◆ **What needs to be done**:
Return only the stretch of the material below that begins with the line containing "Target: thin cloud" and ends with the line containing "Target: river water", exactly; both of those lines belong to it.

◆ **Listed records**:
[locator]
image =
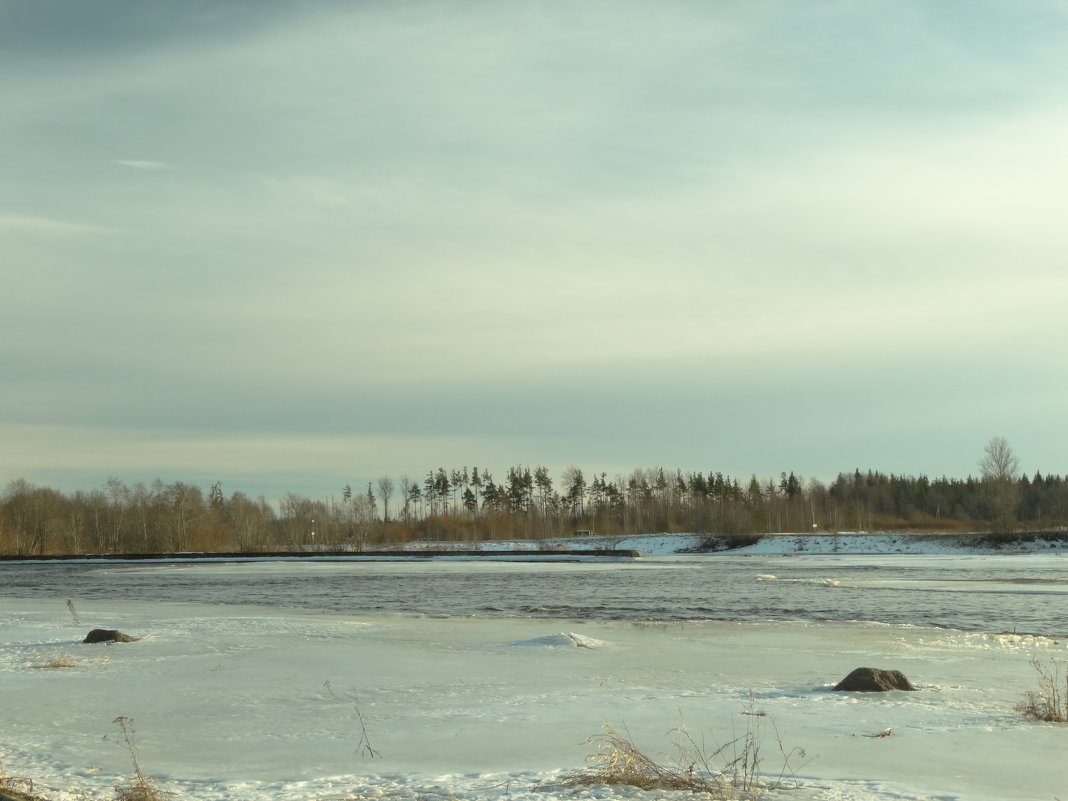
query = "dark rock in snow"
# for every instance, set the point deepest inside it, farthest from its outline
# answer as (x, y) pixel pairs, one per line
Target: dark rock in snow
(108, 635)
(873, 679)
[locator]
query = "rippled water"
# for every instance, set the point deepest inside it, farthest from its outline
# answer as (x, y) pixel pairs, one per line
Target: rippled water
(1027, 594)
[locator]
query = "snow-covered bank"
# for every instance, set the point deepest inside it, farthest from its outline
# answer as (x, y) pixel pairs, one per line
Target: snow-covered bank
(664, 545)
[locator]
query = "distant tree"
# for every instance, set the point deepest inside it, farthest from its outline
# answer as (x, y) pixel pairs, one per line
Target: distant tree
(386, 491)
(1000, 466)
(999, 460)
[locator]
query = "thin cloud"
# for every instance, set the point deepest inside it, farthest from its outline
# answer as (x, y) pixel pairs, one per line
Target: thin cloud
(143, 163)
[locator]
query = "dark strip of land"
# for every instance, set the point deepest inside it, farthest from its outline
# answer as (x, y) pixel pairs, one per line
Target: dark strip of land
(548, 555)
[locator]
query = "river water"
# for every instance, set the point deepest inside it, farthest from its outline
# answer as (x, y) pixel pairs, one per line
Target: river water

--

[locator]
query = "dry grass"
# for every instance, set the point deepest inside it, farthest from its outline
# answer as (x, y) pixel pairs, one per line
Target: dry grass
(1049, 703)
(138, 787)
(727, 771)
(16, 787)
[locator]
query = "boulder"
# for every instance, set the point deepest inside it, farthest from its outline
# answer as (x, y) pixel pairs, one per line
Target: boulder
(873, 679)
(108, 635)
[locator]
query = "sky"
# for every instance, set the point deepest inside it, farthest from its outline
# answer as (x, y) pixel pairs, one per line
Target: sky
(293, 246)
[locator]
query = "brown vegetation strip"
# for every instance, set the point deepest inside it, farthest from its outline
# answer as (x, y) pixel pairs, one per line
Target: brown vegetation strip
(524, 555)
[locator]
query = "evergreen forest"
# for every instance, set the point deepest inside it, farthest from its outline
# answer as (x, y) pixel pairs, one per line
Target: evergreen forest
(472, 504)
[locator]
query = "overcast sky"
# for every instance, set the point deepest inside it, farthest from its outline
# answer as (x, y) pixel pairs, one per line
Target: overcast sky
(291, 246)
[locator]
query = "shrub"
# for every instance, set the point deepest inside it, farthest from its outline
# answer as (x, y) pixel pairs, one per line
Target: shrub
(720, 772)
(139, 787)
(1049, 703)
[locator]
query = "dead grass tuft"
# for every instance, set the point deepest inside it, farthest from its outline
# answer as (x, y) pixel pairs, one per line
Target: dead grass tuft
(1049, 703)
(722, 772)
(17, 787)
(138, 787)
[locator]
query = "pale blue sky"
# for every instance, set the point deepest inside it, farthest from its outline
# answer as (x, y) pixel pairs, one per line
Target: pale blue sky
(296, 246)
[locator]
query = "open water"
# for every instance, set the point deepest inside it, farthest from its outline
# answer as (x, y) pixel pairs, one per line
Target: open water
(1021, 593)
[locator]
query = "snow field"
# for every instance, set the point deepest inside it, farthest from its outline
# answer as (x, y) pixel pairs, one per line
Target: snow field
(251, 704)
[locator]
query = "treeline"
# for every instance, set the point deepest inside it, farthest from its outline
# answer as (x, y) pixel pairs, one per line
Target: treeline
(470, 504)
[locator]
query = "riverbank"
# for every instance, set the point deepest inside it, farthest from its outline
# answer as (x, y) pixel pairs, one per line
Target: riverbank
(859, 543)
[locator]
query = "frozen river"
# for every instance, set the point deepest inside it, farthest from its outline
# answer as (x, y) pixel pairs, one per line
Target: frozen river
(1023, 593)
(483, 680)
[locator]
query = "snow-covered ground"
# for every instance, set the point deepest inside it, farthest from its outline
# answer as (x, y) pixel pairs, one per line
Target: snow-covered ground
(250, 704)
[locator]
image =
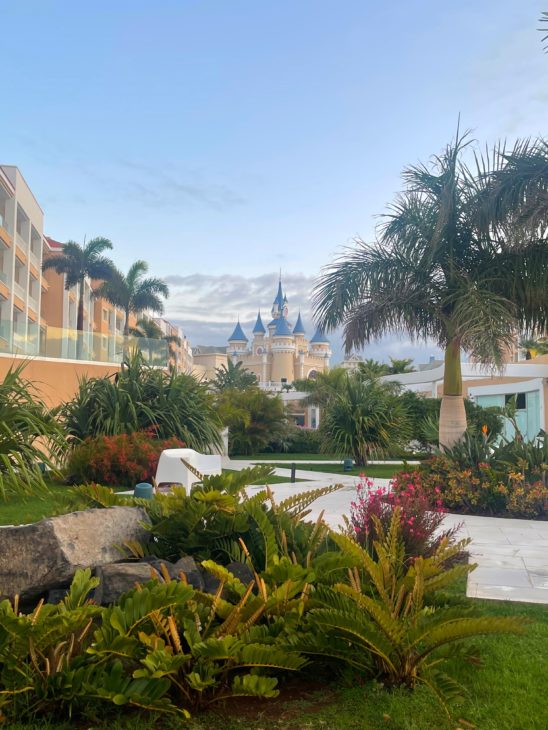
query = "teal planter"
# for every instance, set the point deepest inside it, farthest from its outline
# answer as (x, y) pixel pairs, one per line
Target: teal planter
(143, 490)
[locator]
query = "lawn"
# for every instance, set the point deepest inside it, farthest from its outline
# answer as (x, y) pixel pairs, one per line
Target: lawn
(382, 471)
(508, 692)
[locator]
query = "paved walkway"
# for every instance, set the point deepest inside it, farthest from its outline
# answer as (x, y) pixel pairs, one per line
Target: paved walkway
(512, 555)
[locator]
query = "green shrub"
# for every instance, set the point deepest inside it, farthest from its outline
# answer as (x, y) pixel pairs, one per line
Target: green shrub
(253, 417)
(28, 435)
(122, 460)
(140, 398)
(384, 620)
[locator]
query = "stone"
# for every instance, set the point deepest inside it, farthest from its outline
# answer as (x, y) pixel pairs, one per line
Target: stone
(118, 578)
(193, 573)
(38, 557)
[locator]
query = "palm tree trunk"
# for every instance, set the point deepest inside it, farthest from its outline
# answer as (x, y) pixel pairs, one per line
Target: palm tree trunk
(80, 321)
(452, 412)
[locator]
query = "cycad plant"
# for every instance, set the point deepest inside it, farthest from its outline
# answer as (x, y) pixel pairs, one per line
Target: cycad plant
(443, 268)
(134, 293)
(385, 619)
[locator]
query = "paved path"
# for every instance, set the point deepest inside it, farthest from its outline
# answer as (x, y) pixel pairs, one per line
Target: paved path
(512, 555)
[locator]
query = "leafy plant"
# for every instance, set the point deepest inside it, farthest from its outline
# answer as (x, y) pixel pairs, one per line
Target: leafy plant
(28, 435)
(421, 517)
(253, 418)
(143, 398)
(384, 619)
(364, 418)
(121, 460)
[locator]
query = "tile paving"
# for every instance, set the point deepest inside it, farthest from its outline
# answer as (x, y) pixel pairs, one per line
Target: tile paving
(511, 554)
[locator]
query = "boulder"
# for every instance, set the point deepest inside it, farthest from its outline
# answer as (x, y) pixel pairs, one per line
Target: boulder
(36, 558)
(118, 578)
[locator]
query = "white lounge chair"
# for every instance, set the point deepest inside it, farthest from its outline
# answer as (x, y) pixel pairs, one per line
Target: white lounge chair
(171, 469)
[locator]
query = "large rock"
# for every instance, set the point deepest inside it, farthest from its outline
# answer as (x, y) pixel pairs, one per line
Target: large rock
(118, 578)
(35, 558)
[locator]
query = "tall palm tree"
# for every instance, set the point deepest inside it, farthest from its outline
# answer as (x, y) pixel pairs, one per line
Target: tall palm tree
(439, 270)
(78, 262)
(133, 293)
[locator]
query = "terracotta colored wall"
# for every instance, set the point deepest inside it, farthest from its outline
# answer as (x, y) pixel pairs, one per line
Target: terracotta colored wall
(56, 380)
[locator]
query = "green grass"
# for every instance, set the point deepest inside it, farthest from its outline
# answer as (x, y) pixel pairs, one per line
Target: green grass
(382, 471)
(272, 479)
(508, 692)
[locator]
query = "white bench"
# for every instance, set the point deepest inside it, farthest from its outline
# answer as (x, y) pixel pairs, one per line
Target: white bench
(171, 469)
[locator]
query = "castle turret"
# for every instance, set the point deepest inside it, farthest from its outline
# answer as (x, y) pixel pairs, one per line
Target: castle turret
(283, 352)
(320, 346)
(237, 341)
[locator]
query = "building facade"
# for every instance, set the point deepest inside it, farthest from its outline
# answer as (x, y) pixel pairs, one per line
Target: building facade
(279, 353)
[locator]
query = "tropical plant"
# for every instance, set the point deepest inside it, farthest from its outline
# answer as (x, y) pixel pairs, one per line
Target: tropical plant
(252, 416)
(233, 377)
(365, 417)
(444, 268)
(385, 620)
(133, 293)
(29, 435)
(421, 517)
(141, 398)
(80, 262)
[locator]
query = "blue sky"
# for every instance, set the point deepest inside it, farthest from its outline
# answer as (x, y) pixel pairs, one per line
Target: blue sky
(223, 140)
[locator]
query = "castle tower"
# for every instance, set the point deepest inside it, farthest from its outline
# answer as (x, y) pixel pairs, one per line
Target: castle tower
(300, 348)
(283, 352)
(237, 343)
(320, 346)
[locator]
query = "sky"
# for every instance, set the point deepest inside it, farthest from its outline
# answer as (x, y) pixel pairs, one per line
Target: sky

◆ **Answer to this exercise**:
Target: thin cloud
(143, 163)
[locator]
query = "dark strip of land"
# for every instance, set the point deepest inside it, farthest from its outline
# answer as (x, y) pixel pairs, one per line
Target: dark strip of land
(548, 555)
[locator]
query = "river water"
# for every instance, set the point deepest inside it, farthest from its outline
# answer as (x, y) pixel pairs, one per line
Target: river water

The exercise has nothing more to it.